======== Text to read

20 And you shall command the children of Israel, and they shall take to you pure olive oil, crushed for lighting, to kindle the lamps continually.

Rashi explains that Tamid means continually, that is every day. This is similar to the korbon tamid which is brought every day at the appropriate time.

continually: Heb. תָּמִיד. [Since it burns] every night, it is called תָּמִיד, as you say: “a continual burnt offering” (עֹלַת תָּמִיד)” (Exod. 29:42, Num. 28:6), [which is called “continual”] although it is [offered up] only from day to day. Similarly, concerning the flat pan meal offering [of the Kohen Gadol, the word] תָּמִיד is mentioned although it is [offered up] only half in the morning and [the other] half in the evening. [The word] תָּמִיד mentioned concerning the showbread (Exod. 25:30), however, [literally] means from Sabbath to Sabbath [i.e., continually].

Jewish Virtual Library explains this as a remembrance of the menorah as well as the incense altar.

================
======== Given information

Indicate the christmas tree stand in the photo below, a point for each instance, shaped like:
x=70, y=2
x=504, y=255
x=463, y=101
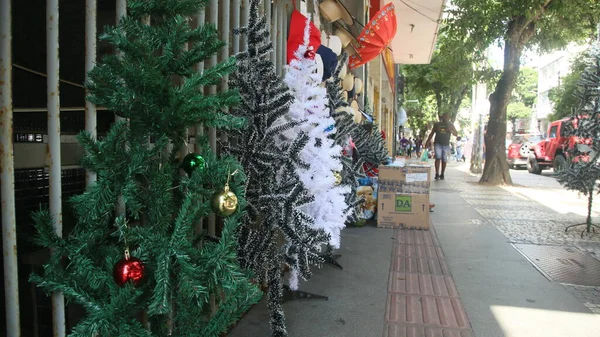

================

Given instruction 1 >>
Answer these questions using the text on the word Tamid:
(a) What kind of oil are the children of Israel to bring for the lamps?
(b) According to the text, how often is the korbon tamid brought?
(c) What does תָּמִיד literally mean when it is mentioned concerning the showbread?
Given instruction 2 >>
Carry the text on the word Tamid forward from its last sentence.
The material comes from a separate source and is unrelated to the text on the word Tamid.

Task answer 1 >>
(a) Pure olive oil, crushed for lighting.
(b) Every day, at the appropriate time.
(c) From Sabbath to Sabbath.

Task answer 2 >>
It is often associated with the menorah, the seven-branched lamp stand which stood in front of the Temple in Jerusalem. It is also associated with the continuously-burning incense altar which stood in front of the ark (see First Kings, chapter 6). Our sages interpreted the Ner Tamid as a symbol of God's eternal and imminent Presence in our communities and in our lives.

Chabad.org says that the custom is referenced as a universal custom in the fifteenth century.

Although the origins of this custom have been lost, the anonymous work known as the Kol Bo (published in the late 15th century) records that it was a universal custom in his days. He writes that the reason for the light is to give honor to the Divine Presence that rests wherever a quorum of Jews gather to pray.